▶ **Requirement**: Everything in the records below except the images should be output exactly as written.
--- Listed entries Enclosed Below ---
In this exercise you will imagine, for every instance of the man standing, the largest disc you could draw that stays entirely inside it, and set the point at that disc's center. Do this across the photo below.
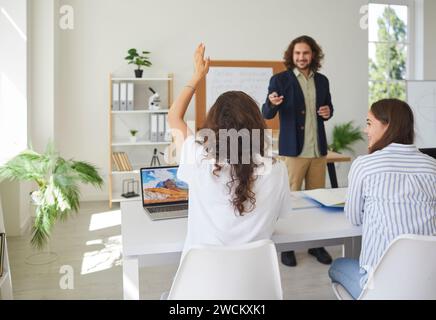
(301, 96)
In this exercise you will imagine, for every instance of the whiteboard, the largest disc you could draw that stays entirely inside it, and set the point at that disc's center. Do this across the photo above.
(421, 96)
(253, 81)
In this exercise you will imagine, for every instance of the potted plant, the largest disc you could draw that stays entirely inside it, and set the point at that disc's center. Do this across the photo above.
(133, 133)
(345, 135)
(140, 60)
(57, 195)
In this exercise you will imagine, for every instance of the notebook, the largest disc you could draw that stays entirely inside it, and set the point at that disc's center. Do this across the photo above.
(163, 195)
(328, 197)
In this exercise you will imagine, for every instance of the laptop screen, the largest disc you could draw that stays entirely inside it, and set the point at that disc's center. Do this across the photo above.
(161, 186)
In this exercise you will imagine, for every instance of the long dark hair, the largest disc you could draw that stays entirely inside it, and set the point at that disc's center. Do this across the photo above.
(399, 118)
(317, 58)
(236, 110)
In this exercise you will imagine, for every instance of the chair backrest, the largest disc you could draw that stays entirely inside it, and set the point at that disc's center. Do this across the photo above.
(407, 270)
(242, 272)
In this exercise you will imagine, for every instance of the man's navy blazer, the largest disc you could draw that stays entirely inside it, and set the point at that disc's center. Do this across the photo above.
(292, 111)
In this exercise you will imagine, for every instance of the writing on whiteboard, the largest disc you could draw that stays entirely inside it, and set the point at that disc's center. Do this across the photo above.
(421, 96)
(252, 81)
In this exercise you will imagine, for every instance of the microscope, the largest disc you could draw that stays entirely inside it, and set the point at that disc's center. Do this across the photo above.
(154, 100)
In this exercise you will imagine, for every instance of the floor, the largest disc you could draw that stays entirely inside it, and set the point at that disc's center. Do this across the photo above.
(88, 264)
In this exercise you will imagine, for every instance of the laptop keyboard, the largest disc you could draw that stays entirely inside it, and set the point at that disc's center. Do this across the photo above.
(168, 208)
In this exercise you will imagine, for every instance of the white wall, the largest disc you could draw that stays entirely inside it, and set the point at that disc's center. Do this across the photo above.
(429, 40)
(13, 108)
(261, 30)
(42, 91)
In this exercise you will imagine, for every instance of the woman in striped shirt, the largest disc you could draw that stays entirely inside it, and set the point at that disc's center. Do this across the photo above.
(392, 191)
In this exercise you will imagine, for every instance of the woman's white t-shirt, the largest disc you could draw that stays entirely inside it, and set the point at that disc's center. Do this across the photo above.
(212, 219)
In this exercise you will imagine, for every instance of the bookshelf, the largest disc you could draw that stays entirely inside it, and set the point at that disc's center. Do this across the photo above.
(5, 278)
(126, 157)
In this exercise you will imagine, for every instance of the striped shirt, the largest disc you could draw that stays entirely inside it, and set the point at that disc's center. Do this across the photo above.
(391, 192)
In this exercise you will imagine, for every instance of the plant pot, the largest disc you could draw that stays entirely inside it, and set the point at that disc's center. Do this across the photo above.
(138, 73)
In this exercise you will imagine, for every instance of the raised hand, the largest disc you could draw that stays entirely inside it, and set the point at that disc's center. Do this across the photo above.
(201, 64)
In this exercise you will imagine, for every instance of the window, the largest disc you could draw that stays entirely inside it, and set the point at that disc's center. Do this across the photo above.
(389, 49)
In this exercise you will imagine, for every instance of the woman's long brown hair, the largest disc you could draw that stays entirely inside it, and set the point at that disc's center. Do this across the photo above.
(399, 118)
(236, 110)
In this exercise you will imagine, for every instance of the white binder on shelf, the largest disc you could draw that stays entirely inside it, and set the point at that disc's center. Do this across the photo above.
(154, 127)
(115, 96)
(161, 127)
(168, 135)
(130, 95)
(123, 96)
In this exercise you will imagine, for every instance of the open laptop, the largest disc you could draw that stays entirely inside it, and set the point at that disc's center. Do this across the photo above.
(163, 195)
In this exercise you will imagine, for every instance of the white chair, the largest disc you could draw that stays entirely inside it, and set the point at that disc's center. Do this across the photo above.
(407, 270)
(242, 272)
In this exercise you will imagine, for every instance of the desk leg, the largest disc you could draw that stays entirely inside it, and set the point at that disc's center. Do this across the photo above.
(131, 278)
(351, 248)
(6, 289)
(332, 174)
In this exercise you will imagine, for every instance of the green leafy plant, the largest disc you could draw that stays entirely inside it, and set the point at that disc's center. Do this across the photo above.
(139, 60)
(58, 180)
(345, 135)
--- End of Enclosed Listed entries ---
▶ **Completed exercise**:
In this exercise you will imagine, for every instance of the man standing, the largest disc you could draw that stays entirely inside it, and set the point at that disc's center. Do this across the photo below.
(301, 96)
In this exercise you will imagine, for every instance of the whiteboard, the largest disc you could draw that stays entirely inside it, and set the point at that disc's center. Do this across the photo above.
(421, 96)
(253, 81)
In this exercise you will imagine, for every instance of the potted plant, the largest disc you could draw that stays entirely inside it, and set the point at that disc's center. Do this across the photo above.
(133, 133)
(345, 135)
(140, 60)
(57, 195)
In this exercise you will imagine, for every instance of the notebook, the largest disc you could draw that stays entirely inside it, and set the point at that disc's center. Do this across the photo above.
(163, 195)
(328, 197)
In this exercise you will imagine, for every instance of the laptop screen, the largest disc you could draw that stays entirely inside it, and set the point at that disc's center. Do this across the photo above.
(161, 186)
In this exercise you will imagine, for every instance of the long dark hair, the largest disc you could draw that stays entirely inside it, and set the point at that disc's center. Do this across the photo above.
(399, 118)
(317, 58)
(236, 110)
In this exercise you will imagine, for every instance of the chair backrest, the largest disc you could draw that stays entirely inside it, and set the point at that disc's center. Do this across the photo above.
(407, 270)
(242, 272)
In this exercise you will imagine, for every instance of the man's navy blazer, the largest disc you could draw that stays entirely inside it, and set the point at that disc's center. Do this across the photo above.
(292, 111)
In this exercise you will imagine, for every instance of the writing on whiteboard, the largest disc you could draw that stays entirely inside it, and set the point at that disc's center. Do this across the photo above.
(421, 96)
(252, 81)
In this exercise you will imagine, for every instance of the microscope, the largest disc you could draw that stays entirely inside it, and set the point at that disc's center. Do this across the photo above.
(154, 100)
In this exercise you will imagine, for every instance of the floor, the largest disc you could draw that stays entirely inside it, and set the point at that disc's center. Do this across the photo above.
(88, 264)
In this exercise you will imagine, for every instance of the laptop keyboard, the largest disc you could draw that stays entirely inside it, and set the point at that disc's center. Do this across the photo above.
(168, 208)
In this exercise you will imagine, for every instance of the white wall, the largest disc you could draw that stays entirely inside it, and set the point at that disc's center. Do this across the photo above.
(429, 40)
(13, 108)
(261, 30)
(42, 91)
In this exercise you will imagine, for every instance of the woman in striped shirt, the largest disc you could draw that stays entirely inside it, and set the point at that disc's center. Do this across the photo above.
(392, 191)
In this exercise you will imagine, for every instance of the woman's white t-shirt, the largest disc you could draw that stays entirely inside it, and set the point at that disc's center. Do this across the photo above.
(212, 219)
In this exercise you will imagine, for every instance of the bookshelf, the largest disc you could draw that stays entirely inside it, and set the point at that disc's center. Do this across the photo above.
(5, 278)
(126, 157)
In this exercise you will imagine, for every instance of the striped shirt, the largest disc you could draw that stays entirely inside it, and set the point at that disc's center. Do this across the photo above.
(391, 192)
In this exercise you will imagine, for every instance of the plant pot, the largest disc you could draw that stays entirely inside it, and set the point at that disc's center. Do this across the photo above.
(138, 73)
In this exercise you will imagine, for every instance of the raised hand, the largest disc you could draw that stays entirely inside it, and set the point at that disc's center. Do this across the photo above.
(201, 64)
In this exercise you will imagine, for every instance of the window, the largest disc you could draw that stays entirely inside it, and set the point at that disc's center. Do this across the photo above.
(389, 49)
In this exercise you will imagine, for every instance of the woman's long brown hair, the largest disc you could draw that stays entirely inside it, and set the point at that disc's center. Do this across the photo above.
(399, 118)
(236, 110)
In this exercise you will imagine, for every instance of the white binder on shelf, the largest disc you could draw that stays entirely inside it, and set the point at that disc's center. Do this across the photo above.
(154, 127)
(115, 96)
(161, 127)
(168, 135)
(130, 95)
(123, 96)
In this exercise you will imagine, for every instance of the open laptop, the largest disc you could draw that stays entirely inside it, and set the point at that disc's center. Do this across the photo above.
(163, 195)
In this exercise you will imagine, for every instance of the white chair, the largest disc you could draw that stays entirely inside it, and set the point at that disc's center. Do this across the photo above.
(407, 270)
(242, 272)
In this exercise you will imagine, for every instance of the desk leg, the largest disc you could draw that stays entirely inside it, and set the point at that disc's center. Do this across the photo above.
(131, 278)
(351, 248)
(6, 289)
(332, 174)
In this exercise you will imagine, for every instance of the green leafy plant, the largest disc you could draw that stays entirely inside it, and set the point at that disc's center. Do this across the photo above.
(139, 60)
(58, 180)
(345, 135)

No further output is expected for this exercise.